• _WORK TO COMPLETE_: Set down all the entries again, word for word.

• _INPUT RECORDS_:
[Start of Attachment]
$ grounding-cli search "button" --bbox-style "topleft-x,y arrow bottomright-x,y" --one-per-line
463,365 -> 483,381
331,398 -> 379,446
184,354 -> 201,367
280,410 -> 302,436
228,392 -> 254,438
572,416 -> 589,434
[End of Attachment]
• _ANSWER SPACE_:
$ grounding-cli search "button" --bbox-style "topleft-x,y arrow bottomright-x,y" --one-per-line
463,365 -> 483,381
331,398 -> 379,446
184,354 -> 201,367
280,410 -> 302,436
228,392 -> 254,438
572,416 -> 589,434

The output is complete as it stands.